START Records provided

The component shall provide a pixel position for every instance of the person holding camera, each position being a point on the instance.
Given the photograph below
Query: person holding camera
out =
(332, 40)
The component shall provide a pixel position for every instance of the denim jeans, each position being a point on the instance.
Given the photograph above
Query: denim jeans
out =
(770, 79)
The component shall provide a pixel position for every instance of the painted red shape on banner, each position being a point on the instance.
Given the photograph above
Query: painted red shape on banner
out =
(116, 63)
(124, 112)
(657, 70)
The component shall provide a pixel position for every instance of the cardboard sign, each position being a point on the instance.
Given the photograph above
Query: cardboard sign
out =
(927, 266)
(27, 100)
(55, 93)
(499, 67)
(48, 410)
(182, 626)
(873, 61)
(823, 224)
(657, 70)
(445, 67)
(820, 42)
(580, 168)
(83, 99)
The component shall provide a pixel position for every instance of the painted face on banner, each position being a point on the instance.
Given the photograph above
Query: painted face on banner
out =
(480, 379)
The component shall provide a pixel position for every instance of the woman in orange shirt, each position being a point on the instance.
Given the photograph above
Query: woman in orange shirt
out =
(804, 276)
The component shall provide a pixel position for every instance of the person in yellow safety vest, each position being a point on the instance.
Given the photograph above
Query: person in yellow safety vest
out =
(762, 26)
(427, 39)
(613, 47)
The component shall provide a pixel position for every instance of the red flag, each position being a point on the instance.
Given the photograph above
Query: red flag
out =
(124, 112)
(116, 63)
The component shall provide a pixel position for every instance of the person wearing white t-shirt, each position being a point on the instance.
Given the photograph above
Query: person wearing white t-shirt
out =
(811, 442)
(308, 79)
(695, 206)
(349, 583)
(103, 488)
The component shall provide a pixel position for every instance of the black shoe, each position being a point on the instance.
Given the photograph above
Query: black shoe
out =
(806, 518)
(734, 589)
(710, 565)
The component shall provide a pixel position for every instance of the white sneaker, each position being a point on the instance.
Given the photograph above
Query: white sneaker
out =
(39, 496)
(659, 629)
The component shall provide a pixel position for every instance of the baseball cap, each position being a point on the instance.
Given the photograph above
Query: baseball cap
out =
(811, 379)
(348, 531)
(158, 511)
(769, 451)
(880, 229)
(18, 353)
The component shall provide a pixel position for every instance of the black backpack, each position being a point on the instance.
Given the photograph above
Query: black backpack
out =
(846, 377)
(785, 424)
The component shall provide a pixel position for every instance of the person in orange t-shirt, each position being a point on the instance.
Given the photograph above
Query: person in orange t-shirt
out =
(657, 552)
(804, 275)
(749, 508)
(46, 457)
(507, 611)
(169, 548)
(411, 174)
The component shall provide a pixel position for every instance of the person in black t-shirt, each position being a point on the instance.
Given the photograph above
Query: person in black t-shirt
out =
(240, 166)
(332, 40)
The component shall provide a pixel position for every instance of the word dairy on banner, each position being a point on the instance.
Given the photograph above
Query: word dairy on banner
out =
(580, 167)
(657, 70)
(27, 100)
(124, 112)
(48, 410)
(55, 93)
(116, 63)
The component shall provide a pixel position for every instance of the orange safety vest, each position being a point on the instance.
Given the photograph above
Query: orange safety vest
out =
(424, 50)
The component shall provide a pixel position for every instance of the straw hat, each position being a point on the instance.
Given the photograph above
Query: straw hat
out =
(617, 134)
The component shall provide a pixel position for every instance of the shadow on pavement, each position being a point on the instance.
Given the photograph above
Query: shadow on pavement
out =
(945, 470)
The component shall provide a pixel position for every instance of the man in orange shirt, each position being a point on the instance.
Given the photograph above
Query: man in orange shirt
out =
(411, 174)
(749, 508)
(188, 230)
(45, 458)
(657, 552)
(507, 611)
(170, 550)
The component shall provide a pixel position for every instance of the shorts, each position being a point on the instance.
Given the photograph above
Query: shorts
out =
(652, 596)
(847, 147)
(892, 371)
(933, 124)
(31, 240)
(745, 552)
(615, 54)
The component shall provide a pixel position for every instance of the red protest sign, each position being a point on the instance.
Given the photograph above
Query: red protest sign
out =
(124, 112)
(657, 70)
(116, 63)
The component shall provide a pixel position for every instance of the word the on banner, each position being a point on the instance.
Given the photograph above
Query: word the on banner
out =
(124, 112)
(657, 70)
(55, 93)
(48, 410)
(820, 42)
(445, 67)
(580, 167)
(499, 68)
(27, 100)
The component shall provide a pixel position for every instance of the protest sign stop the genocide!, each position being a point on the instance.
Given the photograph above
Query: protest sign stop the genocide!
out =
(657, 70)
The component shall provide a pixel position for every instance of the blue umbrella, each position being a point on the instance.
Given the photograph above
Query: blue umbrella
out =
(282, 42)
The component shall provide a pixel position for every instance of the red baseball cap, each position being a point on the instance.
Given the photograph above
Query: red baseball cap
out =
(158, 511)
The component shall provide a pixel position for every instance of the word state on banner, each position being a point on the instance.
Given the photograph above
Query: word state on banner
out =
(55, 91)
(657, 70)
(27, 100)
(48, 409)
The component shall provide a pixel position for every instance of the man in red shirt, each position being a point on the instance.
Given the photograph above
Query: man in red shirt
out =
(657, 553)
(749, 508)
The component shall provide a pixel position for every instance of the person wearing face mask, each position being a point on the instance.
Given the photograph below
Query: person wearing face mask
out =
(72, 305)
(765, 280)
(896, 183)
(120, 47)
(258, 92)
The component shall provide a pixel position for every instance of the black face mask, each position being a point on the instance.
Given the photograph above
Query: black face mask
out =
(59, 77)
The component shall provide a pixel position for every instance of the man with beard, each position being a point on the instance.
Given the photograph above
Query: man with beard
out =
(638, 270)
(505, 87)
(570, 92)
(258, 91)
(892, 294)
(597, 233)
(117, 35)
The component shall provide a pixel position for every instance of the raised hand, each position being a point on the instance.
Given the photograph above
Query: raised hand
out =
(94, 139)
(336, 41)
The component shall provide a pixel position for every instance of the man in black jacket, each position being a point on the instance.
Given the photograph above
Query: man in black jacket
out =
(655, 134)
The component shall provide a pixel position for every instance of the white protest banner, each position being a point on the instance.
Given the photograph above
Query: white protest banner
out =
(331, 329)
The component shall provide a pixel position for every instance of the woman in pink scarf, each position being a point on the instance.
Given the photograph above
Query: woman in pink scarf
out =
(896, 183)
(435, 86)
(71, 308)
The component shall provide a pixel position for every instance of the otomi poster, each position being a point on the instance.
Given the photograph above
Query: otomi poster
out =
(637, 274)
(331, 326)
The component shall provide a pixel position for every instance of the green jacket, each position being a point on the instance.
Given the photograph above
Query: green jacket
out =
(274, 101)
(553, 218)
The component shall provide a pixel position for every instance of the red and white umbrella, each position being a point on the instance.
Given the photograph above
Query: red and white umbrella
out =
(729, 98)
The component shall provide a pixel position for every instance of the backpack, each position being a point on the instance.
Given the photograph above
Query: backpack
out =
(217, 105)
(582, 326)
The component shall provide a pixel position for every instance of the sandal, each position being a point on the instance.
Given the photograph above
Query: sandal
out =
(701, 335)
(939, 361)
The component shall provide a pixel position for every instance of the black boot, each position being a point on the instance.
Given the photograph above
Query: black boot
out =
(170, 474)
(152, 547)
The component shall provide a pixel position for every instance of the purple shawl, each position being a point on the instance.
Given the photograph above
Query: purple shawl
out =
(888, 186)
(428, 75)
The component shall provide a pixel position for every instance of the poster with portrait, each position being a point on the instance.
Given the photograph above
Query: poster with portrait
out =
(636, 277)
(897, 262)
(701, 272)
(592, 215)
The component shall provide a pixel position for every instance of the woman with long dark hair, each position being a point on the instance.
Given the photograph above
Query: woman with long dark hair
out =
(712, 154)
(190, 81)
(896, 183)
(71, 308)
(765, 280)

END Records provided

## About this exercise
Write down, word for word, the lines above from the one containing "Query: man in black jacket" through the one containing "Query: otomi poster", both ends included.

## Output of the exercise
Query: man in black jacket
out =
(655, 134)
The component shall provide a pixel position for every instance of the white protest banner, each position being a point on the instance.
Given the photograph above
Query: white protest banner
out =
(331, 329)
The component shall provide a pixel position for every instance of the woman in pink scarf, each position being a point on the instance.
Given the photograph above
Query: woman in pink scarf
out =
(896, 183)
(435, 86)
(71, 308)
The component shall provide a pixel position for every instance of the otomi poster, each position being a point on the instance.
Given the photograph above
Query: otomi poster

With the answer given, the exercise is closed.